··· Document excerpt

# How Long to Plant After Spraying Roundup??



## HOYTLVR (Feb 16, 2007)

I just sprayed my soon to be food plot with round up today and am going to plant clover and oats. How long do I need to wait before planting?

Thanks for the help.


----------



## goblism (Apr 12, 2007)

plant tomorrow if you want


----------



## silentdeath1 (Feb 26, 2007)

2 weeks


----------



## bummer (Jan 11, 2009)

I'd make sure you do a couple of sprayings to make sure everything is dead. Once this is done, wait for a good rain and plant your seeds!!


----------



## bigrackHack (Jun 11, 2004)

If you're worried about the Roundup killing your clover plants, don't. Roundup will only kill what it contacts. If you're thinking about the time it will take to kill the plants you sprayed, give it a couple of weeks. Like was said above, you may have to respray.


----------



## goblism (Apr 12, 2007)

roundup works through the leafs of the plants, if your really concerned wait a few days or until after a good rain shower. i really wouldn't worry about it too much


----------



## R_Lehman22 (Jun 8, 2008)

if you not doing a follow up application in a couple weeks you can plant tomorrow. Round up like stated above is absorbed through the leaves, and the excess that hits the soil binds to the particles of soil and will not effect new plantings


----------



## outpost22 (Mar 19, 2009)

I have reseeded in 7 days with no negative effects in germination after spraying Roundup. This is about the minimum time you need to use to evaluate if your spray job was effective.


----------



## Ashadow315 (Mar 19, 2005)

Technically you could plant as soon as the spray was dry. Round up, Glycosphate, does not have any soil activity. If you want it to kill off the weeds you sprayed, I would wait a couple days before mowing or discing to insure the plants uptake enough herbicide to do them in. 

The best thing to do is to bush hog the weeds. Disk or prepare to plot, and then wait a couple weeks for the weeds to respout, or new seed to germinate. Then come in while the plants are young and hit them with some type of Glycosphate, ie Round Up. Disking always brings new weed seed to to the top and creates optimum conditions for germination. Its always best to wait and let the weed seed germinate, treat with herbicide, then plant. That way you eliminate a great deal of the weeds that would pressure the young plants, and allow your plot to get some size on it before the more weeds germinate. 

Another cool trick to kill big weeds in your plot is to build a wick. Get some PVC pipe, 2" or larger, and drill a row of very tiny holes in it. Done go crazy with the holes. and use a very small drill bit. Wrap tightly with canvase and glue. It has to be real tight. Zip ties can help hold things at this point until the glue dries. Then put a cap on one end and a screw cap on the other. I always like to put a water spicket on as well. This makes for easy draining, and allows you some control of how much herbicde flow you get by controlling the opening.

······
··· Information shown

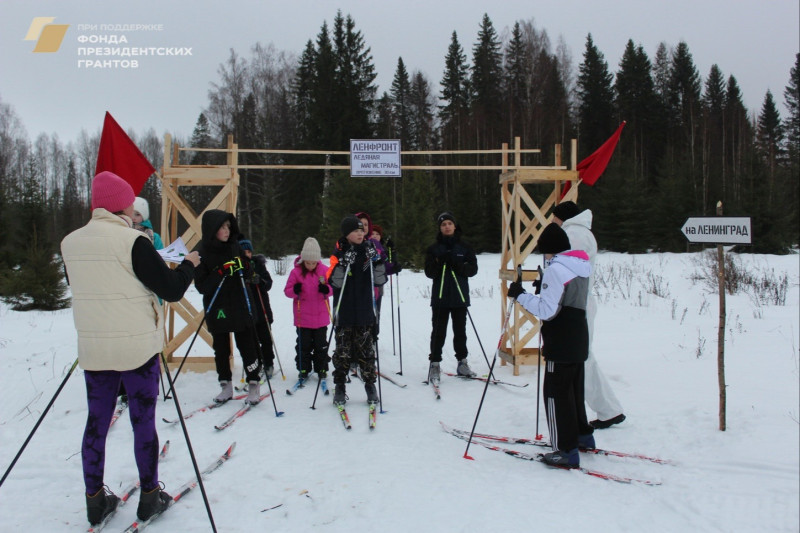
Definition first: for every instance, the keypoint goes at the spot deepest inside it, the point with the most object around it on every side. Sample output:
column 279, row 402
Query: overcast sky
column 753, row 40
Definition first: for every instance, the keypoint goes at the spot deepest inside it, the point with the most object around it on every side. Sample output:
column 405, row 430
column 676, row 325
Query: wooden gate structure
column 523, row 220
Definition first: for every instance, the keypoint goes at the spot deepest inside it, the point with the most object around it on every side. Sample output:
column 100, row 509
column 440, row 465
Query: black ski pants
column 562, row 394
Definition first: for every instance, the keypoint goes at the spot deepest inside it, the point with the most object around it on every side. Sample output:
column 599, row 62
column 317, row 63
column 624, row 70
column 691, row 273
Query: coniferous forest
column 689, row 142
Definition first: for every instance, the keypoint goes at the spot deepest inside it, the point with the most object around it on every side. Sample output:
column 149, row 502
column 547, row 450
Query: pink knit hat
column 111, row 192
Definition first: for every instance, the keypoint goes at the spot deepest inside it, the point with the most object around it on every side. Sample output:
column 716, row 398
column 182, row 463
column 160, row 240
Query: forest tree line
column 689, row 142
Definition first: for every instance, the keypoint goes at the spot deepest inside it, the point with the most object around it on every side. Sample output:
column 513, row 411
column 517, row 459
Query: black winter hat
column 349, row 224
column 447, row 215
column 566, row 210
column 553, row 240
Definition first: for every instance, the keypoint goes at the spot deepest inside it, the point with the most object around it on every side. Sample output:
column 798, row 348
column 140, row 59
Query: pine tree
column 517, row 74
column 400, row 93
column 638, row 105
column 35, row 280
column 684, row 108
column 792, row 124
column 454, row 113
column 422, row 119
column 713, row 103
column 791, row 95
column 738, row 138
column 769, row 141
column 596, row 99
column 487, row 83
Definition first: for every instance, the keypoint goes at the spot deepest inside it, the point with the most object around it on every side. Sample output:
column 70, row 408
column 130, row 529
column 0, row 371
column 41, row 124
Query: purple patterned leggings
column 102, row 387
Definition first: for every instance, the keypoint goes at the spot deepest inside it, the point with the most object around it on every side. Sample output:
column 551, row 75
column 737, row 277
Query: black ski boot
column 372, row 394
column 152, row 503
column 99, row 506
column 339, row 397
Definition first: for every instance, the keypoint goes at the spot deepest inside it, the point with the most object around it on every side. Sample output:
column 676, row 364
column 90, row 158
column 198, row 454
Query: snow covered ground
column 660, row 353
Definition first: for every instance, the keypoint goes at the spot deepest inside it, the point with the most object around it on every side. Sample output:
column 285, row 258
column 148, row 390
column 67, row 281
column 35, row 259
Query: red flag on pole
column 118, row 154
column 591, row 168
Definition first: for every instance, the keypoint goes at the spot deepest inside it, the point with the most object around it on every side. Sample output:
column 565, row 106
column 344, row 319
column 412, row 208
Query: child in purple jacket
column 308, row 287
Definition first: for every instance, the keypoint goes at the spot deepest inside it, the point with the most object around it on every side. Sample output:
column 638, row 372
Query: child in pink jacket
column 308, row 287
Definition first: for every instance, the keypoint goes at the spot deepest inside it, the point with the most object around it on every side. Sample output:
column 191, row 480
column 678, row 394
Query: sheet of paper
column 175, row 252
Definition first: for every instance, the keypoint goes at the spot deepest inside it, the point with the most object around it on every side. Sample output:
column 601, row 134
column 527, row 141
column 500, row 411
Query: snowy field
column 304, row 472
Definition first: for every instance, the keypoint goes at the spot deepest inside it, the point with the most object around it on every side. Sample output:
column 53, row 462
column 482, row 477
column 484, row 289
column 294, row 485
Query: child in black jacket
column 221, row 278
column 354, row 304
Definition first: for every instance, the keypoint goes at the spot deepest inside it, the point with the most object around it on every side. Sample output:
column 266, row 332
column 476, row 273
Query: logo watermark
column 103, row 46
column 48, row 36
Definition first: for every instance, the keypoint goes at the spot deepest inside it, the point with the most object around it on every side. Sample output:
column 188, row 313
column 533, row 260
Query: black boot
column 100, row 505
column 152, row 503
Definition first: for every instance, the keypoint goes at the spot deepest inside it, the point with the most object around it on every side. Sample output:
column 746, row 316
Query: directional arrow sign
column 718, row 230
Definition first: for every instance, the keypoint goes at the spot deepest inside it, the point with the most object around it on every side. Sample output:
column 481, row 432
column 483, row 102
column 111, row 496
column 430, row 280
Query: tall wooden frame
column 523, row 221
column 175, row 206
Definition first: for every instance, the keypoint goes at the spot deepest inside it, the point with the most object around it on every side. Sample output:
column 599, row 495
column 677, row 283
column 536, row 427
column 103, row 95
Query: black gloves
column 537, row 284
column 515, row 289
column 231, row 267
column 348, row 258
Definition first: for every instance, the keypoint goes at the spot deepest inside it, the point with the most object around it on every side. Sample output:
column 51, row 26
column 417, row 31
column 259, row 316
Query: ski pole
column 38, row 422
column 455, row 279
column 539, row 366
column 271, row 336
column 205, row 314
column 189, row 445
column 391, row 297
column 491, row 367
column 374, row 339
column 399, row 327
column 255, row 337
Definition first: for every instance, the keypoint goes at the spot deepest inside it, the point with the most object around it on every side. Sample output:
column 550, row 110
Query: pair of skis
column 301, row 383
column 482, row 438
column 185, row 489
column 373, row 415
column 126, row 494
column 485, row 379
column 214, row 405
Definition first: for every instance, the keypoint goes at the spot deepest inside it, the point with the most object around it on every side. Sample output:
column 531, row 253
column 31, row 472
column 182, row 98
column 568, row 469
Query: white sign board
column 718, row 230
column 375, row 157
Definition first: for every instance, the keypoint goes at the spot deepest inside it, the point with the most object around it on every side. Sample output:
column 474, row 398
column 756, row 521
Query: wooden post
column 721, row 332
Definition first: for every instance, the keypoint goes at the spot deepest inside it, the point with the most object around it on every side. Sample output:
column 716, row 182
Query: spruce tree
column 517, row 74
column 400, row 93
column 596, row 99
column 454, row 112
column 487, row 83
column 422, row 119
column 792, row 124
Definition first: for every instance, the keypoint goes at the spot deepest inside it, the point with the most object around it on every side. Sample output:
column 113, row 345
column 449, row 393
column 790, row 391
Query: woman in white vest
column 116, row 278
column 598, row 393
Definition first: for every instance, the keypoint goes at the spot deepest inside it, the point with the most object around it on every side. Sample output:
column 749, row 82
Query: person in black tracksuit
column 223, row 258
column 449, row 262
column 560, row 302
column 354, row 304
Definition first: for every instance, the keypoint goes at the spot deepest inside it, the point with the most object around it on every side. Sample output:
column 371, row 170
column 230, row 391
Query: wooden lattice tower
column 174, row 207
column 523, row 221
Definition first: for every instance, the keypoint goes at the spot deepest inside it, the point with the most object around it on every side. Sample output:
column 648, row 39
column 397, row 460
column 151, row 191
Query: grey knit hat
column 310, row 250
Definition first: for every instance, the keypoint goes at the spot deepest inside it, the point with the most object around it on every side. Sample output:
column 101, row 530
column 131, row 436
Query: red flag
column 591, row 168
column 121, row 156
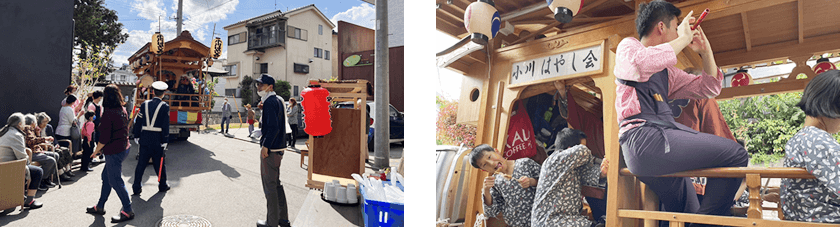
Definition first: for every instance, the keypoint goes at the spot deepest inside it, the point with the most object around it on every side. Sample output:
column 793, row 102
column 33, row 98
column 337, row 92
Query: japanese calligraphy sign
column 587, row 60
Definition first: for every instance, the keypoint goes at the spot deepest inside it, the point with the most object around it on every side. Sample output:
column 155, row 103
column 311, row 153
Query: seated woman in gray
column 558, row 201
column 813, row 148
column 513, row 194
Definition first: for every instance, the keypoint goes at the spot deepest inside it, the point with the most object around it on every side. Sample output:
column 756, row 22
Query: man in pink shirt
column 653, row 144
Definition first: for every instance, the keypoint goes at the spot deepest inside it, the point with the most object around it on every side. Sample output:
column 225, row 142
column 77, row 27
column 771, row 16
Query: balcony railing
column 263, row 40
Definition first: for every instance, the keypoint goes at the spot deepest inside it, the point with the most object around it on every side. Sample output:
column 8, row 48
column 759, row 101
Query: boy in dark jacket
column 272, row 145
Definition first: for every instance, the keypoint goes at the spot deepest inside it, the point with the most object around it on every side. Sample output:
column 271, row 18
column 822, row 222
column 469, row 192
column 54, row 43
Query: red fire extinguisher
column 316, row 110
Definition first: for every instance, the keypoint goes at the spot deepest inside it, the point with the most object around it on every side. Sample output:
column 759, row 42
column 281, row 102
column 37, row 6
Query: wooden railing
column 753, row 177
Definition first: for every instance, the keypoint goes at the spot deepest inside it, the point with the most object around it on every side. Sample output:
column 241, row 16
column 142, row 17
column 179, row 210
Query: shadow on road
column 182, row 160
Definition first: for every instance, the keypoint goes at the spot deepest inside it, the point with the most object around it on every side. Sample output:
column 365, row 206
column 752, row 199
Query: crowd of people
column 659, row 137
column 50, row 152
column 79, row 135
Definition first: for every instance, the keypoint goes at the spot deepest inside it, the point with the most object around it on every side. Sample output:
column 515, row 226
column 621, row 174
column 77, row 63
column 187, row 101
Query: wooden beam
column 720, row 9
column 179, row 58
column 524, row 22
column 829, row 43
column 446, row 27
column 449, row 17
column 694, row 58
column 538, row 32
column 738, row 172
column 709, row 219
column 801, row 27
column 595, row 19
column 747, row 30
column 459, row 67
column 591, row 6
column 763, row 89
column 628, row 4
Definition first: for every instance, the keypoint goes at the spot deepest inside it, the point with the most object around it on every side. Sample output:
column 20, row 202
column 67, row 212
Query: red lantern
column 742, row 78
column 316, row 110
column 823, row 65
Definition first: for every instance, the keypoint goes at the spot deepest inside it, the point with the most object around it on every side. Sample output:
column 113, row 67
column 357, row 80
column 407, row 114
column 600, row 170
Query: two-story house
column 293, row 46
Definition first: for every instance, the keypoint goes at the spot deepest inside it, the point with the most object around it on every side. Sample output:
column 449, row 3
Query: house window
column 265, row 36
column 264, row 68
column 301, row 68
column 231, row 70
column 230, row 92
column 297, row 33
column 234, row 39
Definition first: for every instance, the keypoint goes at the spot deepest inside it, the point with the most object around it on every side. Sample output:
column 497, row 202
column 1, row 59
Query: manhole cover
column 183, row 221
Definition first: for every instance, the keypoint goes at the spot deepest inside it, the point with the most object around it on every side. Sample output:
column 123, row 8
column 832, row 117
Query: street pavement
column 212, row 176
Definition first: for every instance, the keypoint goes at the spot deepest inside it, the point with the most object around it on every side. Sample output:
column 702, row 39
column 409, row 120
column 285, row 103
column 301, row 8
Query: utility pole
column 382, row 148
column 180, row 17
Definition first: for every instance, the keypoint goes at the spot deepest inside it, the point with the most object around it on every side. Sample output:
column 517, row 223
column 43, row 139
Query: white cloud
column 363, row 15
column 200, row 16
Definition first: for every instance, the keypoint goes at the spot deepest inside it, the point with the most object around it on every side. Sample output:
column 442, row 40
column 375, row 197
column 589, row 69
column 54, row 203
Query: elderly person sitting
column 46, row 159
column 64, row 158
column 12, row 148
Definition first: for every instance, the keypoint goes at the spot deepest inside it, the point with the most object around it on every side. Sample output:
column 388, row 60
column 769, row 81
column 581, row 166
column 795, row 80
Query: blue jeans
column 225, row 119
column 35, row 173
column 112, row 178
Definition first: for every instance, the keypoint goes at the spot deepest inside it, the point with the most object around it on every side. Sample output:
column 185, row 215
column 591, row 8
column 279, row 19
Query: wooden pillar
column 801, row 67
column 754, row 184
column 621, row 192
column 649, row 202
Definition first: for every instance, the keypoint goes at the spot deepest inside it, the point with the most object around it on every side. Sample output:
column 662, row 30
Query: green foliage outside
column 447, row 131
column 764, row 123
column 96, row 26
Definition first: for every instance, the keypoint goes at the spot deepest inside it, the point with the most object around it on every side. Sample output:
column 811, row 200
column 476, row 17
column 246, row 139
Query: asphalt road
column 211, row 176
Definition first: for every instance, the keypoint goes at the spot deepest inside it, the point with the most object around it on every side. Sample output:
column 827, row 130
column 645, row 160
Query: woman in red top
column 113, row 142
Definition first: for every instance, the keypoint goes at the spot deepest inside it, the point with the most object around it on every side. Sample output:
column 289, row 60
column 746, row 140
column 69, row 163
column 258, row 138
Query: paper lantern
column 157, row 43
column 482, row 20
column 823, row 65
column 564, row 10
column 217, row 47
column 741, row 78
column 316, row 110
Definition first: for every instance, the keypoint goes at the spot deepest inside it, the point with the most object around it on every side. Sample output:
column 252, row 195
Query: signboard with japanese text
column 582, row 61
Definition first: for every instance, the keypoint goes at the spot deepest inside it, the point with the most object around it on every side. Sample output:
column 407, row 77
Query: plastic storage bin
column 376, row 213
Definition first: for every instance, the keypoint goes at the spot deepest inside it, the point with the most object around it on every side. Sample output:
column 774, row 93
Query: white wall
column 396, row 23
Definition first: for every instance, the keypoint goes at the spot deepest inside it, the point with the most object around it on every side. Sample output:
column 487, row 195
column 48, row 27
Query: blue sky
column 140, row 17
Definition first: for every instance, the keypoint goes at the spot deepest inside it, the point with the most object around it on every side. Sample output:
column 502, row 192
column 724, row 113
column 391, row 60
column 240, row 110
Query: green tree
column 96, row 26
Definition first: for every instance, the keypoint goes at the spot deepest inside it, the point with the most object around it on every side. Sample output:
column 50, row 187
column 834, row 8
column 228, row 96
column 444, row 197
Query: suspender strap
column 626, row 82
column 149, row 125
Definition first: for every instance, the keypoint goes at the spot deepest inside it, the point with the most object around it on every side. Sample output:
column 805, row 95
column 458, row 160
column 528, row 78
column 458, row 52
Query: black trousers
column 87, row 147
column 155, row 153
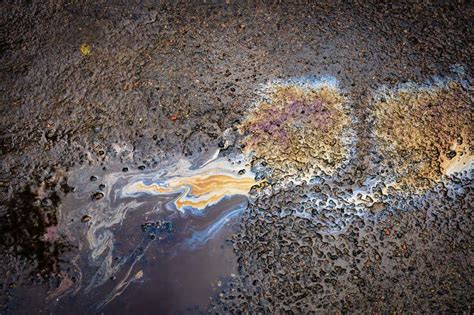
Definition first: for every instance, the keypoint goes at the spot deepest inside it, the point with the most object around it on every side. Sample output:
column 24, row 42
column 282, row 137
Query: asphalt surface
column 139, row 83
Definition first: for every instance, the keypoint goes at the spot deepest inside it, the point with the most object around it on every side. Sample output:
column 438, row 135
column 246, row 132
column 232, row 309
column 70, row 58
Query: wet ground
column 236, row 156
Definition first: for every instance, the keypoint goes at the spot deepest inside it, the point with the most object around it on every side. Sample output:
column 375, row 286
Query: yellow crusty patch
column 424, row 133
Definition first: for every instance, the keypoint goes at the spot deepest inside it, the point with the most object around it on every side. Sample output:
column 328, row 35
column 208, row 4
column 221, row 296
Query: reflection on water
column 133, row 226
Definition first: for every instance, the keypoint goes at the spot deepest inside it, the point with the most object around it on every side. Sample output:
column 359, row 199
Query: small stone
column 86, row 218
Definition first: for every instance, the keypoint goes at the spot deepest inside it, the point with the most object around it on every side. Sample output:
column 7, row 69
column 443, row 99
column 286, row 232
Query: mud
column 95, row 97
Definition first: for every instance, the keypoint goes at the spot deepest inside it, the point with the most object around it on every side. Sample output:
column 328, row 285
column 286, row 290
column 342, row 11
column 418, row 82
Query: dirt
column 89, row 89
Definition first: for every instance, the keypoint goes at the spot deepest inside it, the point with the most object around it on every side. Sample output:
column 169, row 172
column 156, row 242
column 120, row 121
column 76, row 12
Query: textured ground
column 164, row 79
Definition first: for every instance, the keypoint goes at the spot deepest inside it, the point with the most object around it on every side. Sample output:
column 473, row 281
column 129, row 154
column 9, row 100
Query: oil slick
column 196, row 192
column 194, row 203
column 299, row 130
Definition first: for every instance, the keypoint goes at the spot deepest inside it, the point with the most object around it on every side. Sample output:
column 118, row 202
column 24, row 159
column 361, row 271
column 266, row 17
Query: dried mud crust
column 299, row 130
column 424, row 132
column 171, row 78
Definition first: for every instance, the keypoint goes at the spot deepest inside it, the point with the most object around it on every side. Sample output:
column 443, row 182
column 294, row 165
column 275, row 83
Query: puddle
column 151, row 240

······

§ **Task set**:
1. Summarize the thread on planting after Roundup in two sentences.
2. Based on the thread on planting after Roundup, is each statement true? Answer yes or no and quote the words that decide it.
(a) One reply says that excess Roundup reaching the soil binds to soil particles.
(b) A reply reports reseeding 7 days after spraying and seeing reduced germination.
(c) The wick instructions call for a large drill bit.
The listing has no role in any of this.

§ **Completed exercise**:
1. A poster who sprayed a future food plot with Roundup asks how long to wait before planting clover and oats, and replies range from planting the next day to waiting about two weeks, with some advising a second spraying. Several replies say Roundup works through the leaves and has no soil activity, and one recommends disking, letting weed seed germinate, spraying the young weeds, and then planting.

2.
(a) Yes: "the excess that hits the soil binds to the particles of soil and will not effect new plantings"
(b) No: "I have reseeded in 7 days with no negative effects in germination after spraying Roundup."
(c) No: "use a very small drill bit"